▶ [The task] Give back the data in full. Leave nothing out.

▶ [Extracted material]
┌──

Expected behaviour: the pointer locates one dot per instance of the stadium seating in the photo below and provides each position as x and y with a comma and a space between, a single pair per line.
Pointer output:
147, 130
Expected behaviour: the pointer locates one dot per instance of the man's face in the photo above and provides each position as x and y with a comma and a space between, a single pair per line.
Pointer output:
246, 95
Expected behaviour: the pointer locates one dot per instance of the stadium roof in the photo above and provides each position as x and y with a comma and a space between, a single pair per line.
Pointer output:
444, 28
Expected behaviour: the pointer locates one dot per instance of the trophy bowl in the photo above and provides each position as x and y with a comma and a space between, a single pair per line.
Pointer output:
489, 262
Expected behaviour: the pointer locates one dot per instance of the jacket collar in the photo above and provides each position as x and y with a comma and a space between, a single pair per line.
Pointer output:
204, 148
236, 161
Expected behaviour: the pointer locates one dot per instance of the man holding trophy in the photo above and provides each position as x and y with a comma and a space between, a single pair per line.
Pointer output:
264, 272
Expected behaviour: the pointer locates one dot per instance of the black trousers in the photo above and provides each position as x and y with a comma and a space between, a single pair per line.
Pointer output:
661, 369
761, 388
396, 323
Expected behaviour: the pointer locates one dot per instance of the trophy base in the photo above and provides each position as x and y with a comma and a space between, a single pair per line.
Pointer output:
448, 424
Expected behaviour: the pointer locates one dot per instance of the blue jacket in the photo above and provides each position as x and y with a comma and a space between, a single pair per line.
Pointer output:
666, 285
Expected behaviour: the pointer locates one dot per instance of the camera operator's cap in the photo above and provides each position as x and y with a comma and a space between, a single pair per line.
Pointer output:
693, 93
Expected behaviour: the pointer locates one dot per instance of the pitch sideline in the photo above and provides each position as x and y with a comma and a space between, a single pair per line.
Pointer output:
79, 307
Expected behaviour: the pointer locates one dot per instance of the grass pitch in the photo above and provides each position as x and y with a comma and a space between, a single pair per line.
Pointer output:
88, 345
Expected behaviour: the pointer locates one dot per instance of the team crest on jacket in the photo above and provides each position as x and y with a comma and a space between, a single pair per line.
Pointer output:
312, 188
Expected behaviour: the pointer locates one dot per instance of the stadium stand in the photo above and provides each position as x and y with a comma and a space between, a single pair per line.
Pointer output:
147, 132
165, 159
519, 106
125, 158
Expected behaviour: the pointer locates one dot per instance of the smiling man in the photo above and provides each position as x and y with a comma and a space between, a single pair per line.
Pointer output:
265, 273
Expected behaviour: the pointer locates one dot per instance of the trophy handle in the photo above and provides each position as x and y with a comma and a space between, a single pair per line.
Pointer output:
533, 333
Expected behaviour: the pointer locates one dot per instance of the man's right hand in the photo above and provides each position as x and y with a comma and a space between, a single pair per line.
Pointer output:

└──

▶ [Solved exercise]
Expected behaviour: the pointer locates one dot per instance of the stadium seating in the photo below and provides each position as x and y with a comma and a space between, a single pair per line.
Pointer output:
147, 130
Expected behaviour: the pointer locates one dot per instance of the man's face in the photo above and provides each position as x and y with a comma and a space between, a single pair per line.
Pointer output:
246, 95
Expected behaviour: the pointer locates one dot per instance of the stadium roof in the photo above and provides each position as x and y with a comma and a space between, a single pair per line.
Pointer output:
444, 28
Expected behaviour: the pointer locates one dot per instance of the trophy bowl in the photo above and provides each position as x and y with a comma and a space between, a single pair per line.
Pointer output:
489, 262
Expected behaviour: the pointer locates one dot per instance of the jacket collar in the photo above and provides each position as x and y with a comma and a space between, a single pair per line.
Pointer output:
204, 148
236, 161
Expected behaviour: the pointer locates one dot per instance of the man holding trophy in the photo above and provides each position as x and y with a comma and a space between, a single pair per line.
Pointer output:
264, 272
Expected behaviour: the pointer locates one dot per instance of the black trousers in the photo above and provides each position as x and y with a comma and a space between, a single pair per line.
Pointer output:
661, 369
761, 388
396, 323
Expected behaviour: the pointer locates one dot per instance of the trophy base in the photo above and provides each position as x and y with a comma and a space between, a single pair per line.
Pointer output:
448, 424
Expected behaviour: the pointer locates one dot per instance of the blue jacket in the photo above and provides each position as x and y with a comma and a space between, a single pair per line.
Pointer output:
666, 285
Expected behaviour: the pointer locates one dot per instance of the camera operator's cap in the photo above and provides each position as x and y with a comma and a space between, a single pair per line.
Pointer output:
693, 93
Expected behaviour: the pointer locates one dot per instance of the pitch sideline in the photo above and provides each position as x and y with a comma and a space between, a single pair per line.
Pointer output:
79, 307
Expected behaviour: the pointer locates one dot per instance of the grass pitch in the photo above and provides each position as x and y with a comma and a space between, a single pair per line.
Pointer output:
88, 345
Expected behaviour: the pointer locates one dot per instance of the team crest on jacket in the photo above and provides each position as x and y with a comma and a space between, a single pair per line.
Pointer output:
312, 188
Expected behaviour: the pointer locates one dot per instance of the stadium stand in the photo above and provides each position as x and y with a comma and a space between, a single pair per line.
Pointer output:
147, 132
165, 159
519, 106
125, 158
Expected behaviour: the pointer locates one dot per instance of the smiling man in the photo above and provides each position as x and y with a comma and a space between, a single pair per line.
Pointer output:
265, 273
Expected behaviour: the pointer locates one dot per instance of the trophy handle in the photo above and provides each position as x and y with a comma and a space between, a single pair per line.
Pointer output:
533, 333
Expected behaviour: the pointer locates one dot per instance of the man's right hand in the photo above and provides each position as x and y with a comma and a space between, a single pair per line.
Pointer output:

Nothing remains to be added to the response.